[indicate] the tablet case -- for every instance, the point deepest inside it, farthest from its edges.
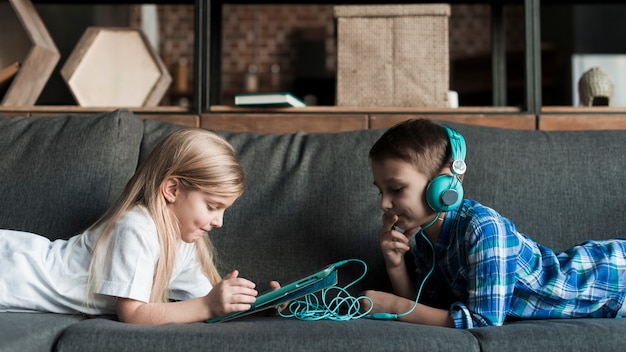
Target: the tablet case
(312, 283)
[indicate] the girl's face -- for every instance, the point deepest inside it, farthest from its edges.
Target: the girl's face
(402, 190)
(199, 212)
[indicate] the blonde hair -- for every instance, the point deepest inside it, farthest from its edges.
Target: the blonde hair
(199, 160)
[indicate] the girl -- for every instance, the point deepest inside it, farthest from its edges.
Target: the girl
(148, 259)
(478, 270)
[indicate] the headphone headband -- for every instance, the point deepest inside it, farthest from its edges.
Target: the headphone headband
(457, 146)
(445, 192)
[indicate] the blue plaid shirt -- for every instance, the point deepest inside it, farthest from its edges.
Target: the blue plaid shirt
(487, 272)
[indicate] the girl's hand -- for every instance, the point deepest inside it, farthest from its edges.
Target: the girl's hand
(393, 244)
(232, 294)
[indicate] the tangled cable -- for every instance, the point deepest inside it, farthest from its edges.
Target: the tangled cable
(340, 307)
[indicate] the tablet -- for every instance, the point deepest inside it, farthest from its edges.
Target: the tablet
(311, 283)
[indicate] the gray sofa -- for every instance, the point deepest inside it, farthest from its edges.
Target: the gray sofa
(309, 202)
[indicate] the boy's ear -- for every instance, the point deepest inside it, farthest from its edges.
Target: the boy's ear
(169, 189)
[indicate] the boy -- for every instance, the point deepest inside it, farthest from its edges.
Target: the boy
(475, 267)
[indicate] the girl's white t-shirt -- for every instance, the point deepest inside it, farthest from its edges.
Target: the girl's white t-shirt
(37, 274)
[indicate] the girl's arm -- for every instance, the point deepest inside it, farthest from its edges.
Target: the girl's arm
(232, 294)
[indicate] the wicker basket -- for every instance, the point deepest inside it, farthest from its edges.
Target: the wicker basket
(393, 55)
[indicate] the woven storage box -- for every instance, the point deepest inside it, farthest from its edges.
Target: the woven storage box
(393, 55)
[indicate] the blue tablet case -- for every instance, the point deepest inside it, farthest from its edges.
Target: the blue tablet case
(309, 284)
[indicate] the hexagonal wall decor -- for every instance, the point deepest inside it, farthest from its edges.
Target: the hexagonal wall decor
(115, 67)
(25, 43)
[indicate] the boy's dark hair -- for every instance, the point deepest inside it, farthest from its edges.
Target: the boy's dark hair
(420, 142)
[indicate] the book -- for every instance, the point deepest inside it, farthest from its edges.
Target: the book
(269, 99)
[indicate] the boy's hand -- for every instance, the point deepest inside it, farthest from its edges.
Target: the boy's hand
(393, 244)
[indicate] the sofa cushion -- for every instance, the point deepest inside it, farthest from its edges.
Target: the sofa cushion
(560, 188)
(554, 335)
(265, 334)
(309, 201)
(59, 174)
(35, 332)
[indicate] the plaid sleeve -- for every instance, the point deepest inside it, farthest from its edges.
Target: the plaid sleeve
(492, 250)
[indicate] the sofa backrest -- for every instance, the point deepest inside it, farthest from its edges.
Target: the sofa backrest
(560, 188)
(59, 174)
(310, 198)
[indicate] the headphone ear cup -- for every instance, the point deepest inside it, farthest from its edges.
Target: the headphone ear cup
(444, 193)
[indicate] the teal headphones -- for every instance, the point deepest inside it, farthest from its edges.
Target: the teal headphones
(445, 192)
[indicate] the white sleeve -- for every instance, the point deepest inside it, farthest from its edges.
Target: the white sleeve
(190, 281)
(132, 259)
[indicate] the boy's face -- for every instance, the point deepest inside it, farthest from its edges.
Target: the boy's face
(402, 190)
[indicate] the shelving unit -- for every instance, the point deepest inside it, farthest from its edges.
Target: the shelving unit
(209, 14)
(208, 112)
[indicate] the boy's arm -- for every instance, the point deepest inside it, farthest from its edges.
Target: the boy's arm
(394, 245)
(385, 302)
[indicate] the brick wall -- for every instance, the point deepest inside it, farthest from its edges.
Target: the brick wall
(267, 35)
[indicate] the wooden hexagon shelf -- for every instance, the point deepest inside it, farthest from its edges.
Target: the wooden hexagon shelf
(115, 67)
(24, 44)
----
** Problem statement **
Return the material exactly as given, apart from the pictures.

** Solution to this exercise **
[indicate] the tablet case -- for every instance, the point deepest inside it, farthest from its edges.
Target: the tablet case
(312, 283)
[indicate] the girl's face -- for every instance, the point deepest inside it, farthest from its edges.
Target: the girl's face
(402, 190)
(199, 212)
[indicate] the blonde hair -- for every instance, the point deepest inside it, farthest from its edges.
Target: the blonde hair
(199, 160)
[indicate] the girl -- for every instance, the point deepest inside it, farthest from its edges.
Target: the girl
(148, 259)
(478, 270)
[indicate] the headphone headband -- for every instance, the point deepest inside it, farthest from its edges.
Target: the headphone headband
(457, 146)
(445, 192)
[indicate] the blue plaid shirt -- for every instance, the point deepest inside it, farthest from its edges.
Target: the blue plaid shirt
(487, 272)
[indicate] the girl's hand -- for every instance, the point deepest inside it, farthest from its edges.
Target: the girl's hand
(393, 244)
(232, 294)
[indicate] the tangled cable -- for every instance, the point deepest inside it, farthest from its edges.
Target: the tangled cable
(340, 307)
[indicate] the tablet -- for every instance, the point deepest inside it, farthest from its edges.
Target: the tablet
(311, 283)
[indicate] the gray sofa -- for every instance, the point deepest inside it, farthest from its edges.
Target: the gray sofa
(309, 202)
[indicate] the boy's ear -- for every instance, the point deepest inside it, farthest from its edges.
Target: the boy's ear
(169, 189)
[indicate] the boy -- for every instance, the point deepest inside it, farthest from its edges.
Target: the boy
(475, 267)
[indicate] the girl's white t-shirt -- for every instance, the point deepest inside it, farthest from its edges.
Target: the girl's white t-shirt
(37, 274)
[indicate] the girl's arm -- for every instance, the point deepest inside it, farthest from its edges.
Target: the girl's arm
(232, 294)
[indicate] the wicker basket -- for every instance, the point deepest inside it, farthest from its edges.
Target: the wicker basket
(393, 55)
[indicate] the woven storage box -- for every instance, the point deepest inside it, farthest from its edges.
Target: the woven storage box
(393, 55)
[indicate] the blue tablet case -- for every instance, the point deepest inside it, farthest from its edges.
Target: the blue tablet case
(309, 284)
[indicate] the hexagonal wall decor -- for every instance, the point deepest inside it, farthest from its edges.
Target: the hexagonal wall decor
(115, 67)
(25, 43)
[indicate] the boy's dark hair -- for every instance, the point deepest inside it, farthest from its edges.
Target: the boy's dark hair
(420, 142)
[indicate] the book -- for every instance, the point deepest inside it, farthest from its edges.
Target: the book
(269, 99)
[indicate] the boy's hand -- for every instance, the point deepest inside it, farthest from its edges.
Target: the boy's hand
(393, 244)
[indicate] the sofa cushion -- for every instance, the point deepest inside it, farthest from its edges.
Target: the sofa cushion
(560, 188)
(554, 335)
(265, 334)
(309, 201)
(59, 174)
(35, 332)
[indicate] the plaid sleeve -- for every instance, the point deepest inside it, farthest from its edges.
Target: the plaid sleeve
(492, 250)
[indicate] the sofa backrest -- for every instance, the point deepest inside it, farthest from its edges.
Target: the sofa backrest
(560, 188)
(59, 174)
(310, 198)
[indicate] the headphone ear cup -- for every instance, the point deepest inside it, farthest from its edges.
Target: the headphone ear cup
(444, 193)
[indicate] the teal headphones -- for every instance, the point deepest inside it, farthest from its edges.
Target: the teal headphones
(445, 192)
[indicate] the white sleeve -- for every instance, the point deepest inside it, farthest from its edges.
Target: the white sleeve
(190, 281)
(132, 259)
[indicate] the boy's face -- for every instance, the point deepest inside it, farthest from its edges.
Target: the boy's face
(402, 190)
[indicate] the shelving unit -- for every instance, the point deepest inside it, farthest from its edges.
Target: the shelving unit
(209, 14)
(208, 112)
[indicate] the boy's arm -- for every instance, the point deepest inside it, farthest from its edges.
Target: the boy's arm
(394, 245)
(385, 302)
[indicate] the brick wall -- for every instance, the point deepest inside it, farthest from its edges.
Target: the brick wall
(267, 35)
[indicate] the wooden hexagon shelf -- for every instance, the point deepest inside it, farthest from its edges.
Target: the wooden hexagon shelf
(115, 67)
(24, 44)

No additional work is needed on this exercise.